Answer these from the blog post:
1. How many weeks at a time does the writer's mother's job keep her away from home?
2. What name does the writer play under on Yahoo Games?
3. Whose prediction does the writer identify as the apparent origin of the "California falling into the ocean" myth?

§ DOCUMENT:
◇ ◇ ◇ ◇

Strange week, this past one. Mom's job takes her away from home for seven weeks at a time, then home for 10 days, then back out, etc., until she comes home for three months at the holidays. She finished her 10 days at home today and is on her way to Cumberland, Maryland, as I type. So she was home, my brother was home because of Spring Break, Dad was home because he's only working a few hours a week at the moment, and I was home off assignment. Everyone being home at once was a strange rare condition that led to some pleasantness and some unpleasantness. Nothing major, just standard-issue family stuff, but four adults together in the house is too many, and I'm glad things will be back to normal this week.

Blogging was also down last week because the people logjam led to a computer logjam, but also I feel like I need a little bit of privacy to blog, and I just didn't have that. I should be back to my regular frequency this week.

So instead of blogging (or, for that matter, reading--new reviews coming soon, I hope), I've been playing a whole lot of Yahoo Games. In fact, at several points over the last week, I've been openly playing canasta. My first college advisor warned me that newsgroups were a sinkhole for time; she was right, but it turns out that online gaming is a black hole. Last Sunday I was playing card and word games for eight hours; just looking at that in print makes me feel extra pathetic. But if you're there, look for me--I'll be playing as margarineofevil.

Speaking of which, I'm going back to Cal U this week. After Lisa's comment I'm not holding my breath about the paralegal work possibility, but I will jump to that if it becomes available. An eight-hour day and a short commute has its charms, however, so I'll put up with the university work until something better comes along. As long as I can save up enough to be driving to L.A. with a car full of my stuff by August 1, I'm content.

Wednesday, March 12, 2003

It looks like I'll be back to work next week one way or the other. Another temp position opened up at Cal U, so I may go back there, or I may have a paralegal assignment in downtown Pittsburgh. I'm hoping for the latter, but we'll see.

As a follow-up to Sunday's extended ramblings, I searched for other mentions of the "California falling into the ocean" myth and tracked down what appears to be its origin, or at least the place where my mother picked up on it. It is a prediction by one of America's leading historical nutjobs, Edgar Cayce. By the way, I spent a good bit of time playing around on after finding the above link, and I have to say it's an absolute treasure trove of information to combat a lot of silly, foolish ideas that float around in our culture. Hell, something like one-third of the entries have to do with things believed at one time or another by at least one of my parents.

◇ ◇ ◇ ◇

§ RECORDS PROVIDED:
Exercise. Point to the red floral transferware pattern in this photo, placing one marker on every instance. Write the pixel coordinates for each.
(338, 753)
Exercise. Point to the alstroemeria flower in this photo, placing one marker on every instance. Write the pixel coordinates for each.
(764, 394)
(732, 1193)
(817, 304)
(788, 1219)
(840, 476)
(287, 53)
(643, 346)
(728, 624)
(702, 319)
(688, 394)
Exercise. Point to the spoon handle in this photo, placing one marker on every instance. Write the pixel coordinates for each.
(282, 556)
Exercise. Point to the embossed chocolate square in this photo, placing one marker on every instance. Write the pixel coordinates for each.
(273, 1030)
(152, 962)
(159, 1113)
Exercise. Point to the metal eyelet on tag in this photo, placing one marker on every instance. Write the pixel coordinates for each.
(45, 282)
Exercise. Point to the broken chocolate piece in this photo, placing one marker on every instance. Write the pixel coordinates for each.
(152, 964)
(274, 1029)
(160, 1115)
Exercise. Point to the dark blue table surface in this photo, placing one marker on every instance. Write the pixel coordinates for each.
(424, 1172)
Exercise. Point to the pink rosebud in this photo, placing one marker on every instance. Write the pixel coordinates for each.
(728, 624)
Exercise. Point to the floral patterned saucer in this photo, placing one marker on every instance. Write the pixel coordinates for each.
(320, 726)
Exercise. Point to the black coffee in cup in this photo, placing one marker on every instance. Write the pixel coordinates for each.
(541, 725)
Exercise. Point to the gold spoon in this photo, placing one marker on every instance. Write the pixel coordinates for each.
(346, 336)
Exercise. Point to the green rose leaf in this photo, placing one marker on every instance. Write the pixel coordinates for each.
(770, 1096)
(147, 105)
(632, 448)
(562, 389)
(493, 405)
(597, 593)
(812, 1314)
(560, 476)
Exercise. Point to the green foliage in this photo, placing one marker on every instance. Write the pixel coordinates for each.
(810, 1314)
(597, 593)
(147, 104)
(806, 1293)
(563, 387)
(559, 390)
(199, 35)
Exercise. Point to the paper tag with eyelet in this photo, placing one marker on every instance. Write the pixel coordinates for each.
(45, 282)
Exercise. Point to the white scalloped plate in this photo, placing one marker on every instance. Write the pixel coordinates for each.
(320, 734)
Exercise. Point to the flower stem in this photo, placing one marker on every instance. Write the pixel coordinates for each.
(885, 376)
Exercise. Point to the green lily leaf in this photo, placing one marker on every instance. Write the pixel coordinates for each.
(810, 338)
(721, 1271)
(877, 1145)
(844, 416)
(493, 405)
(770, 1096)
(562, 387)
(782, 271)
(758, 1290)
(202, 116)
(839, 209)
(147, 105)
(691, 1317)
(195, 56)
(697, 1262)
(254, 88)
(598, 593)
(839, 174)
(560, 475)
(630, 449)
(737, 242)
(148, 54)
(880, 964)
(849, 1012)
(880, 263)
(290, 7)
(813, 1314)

◇ ◇ ◇ ◇

§ SOLVED PROBLEM:
1. Seven weeks.
2. margarineofevil
3. Edgar Cayce's.